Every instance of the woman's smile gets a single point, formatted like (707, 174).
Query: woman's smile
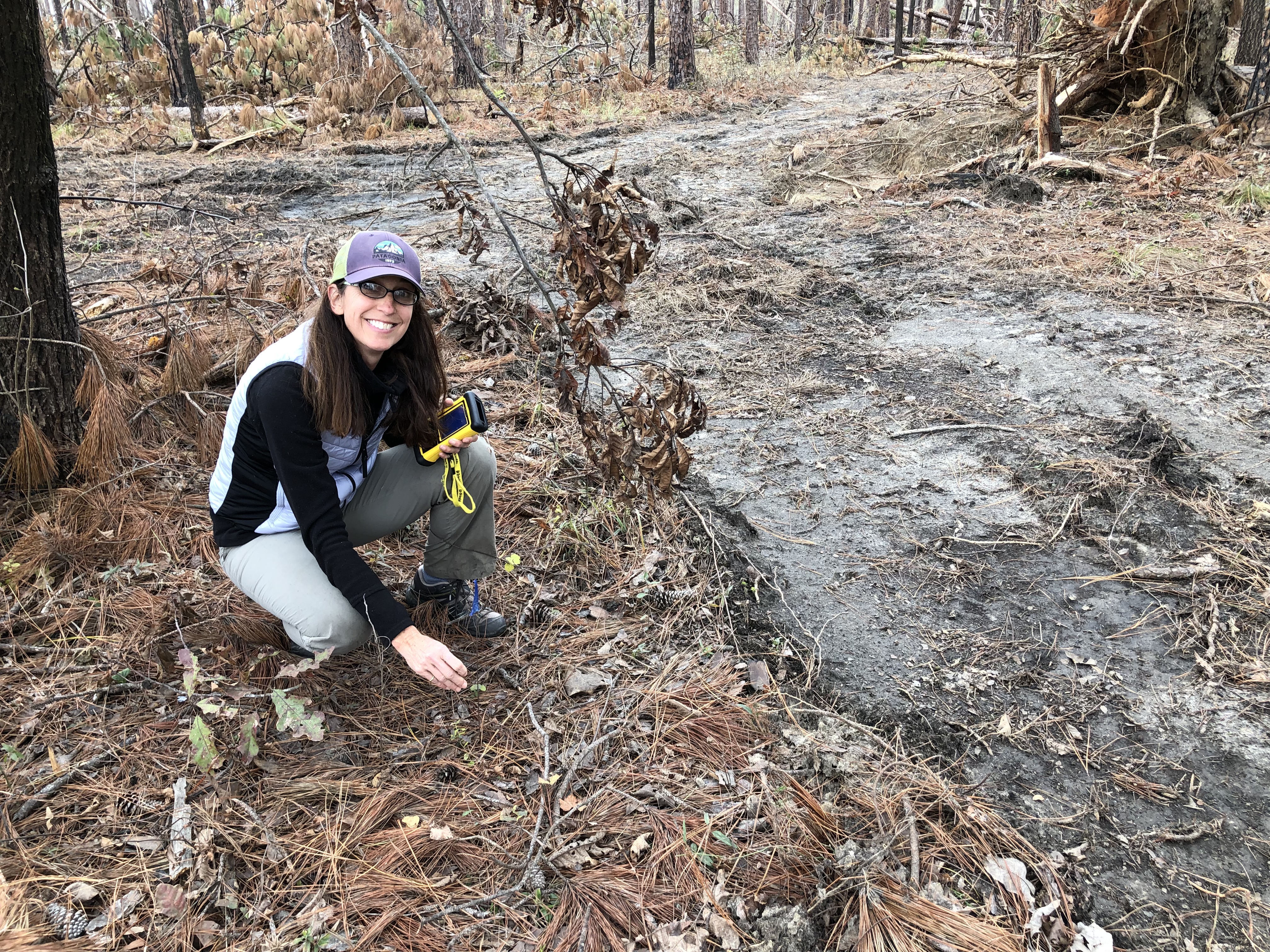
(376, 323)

==

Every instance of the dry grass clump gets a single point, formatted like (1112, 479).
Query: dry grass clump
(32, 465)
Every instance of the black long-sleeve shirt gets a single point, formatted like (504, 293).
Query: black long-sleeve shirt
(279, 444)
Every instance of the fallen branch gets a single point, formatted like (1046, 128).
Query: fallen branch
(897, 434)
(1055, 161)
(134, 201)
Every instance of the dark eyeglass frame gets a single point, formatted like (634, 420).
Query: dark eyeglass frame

• Exercise directions: Every line above that holds "point" should be tallied; answer with the total alone.

• Response for this exercise: 5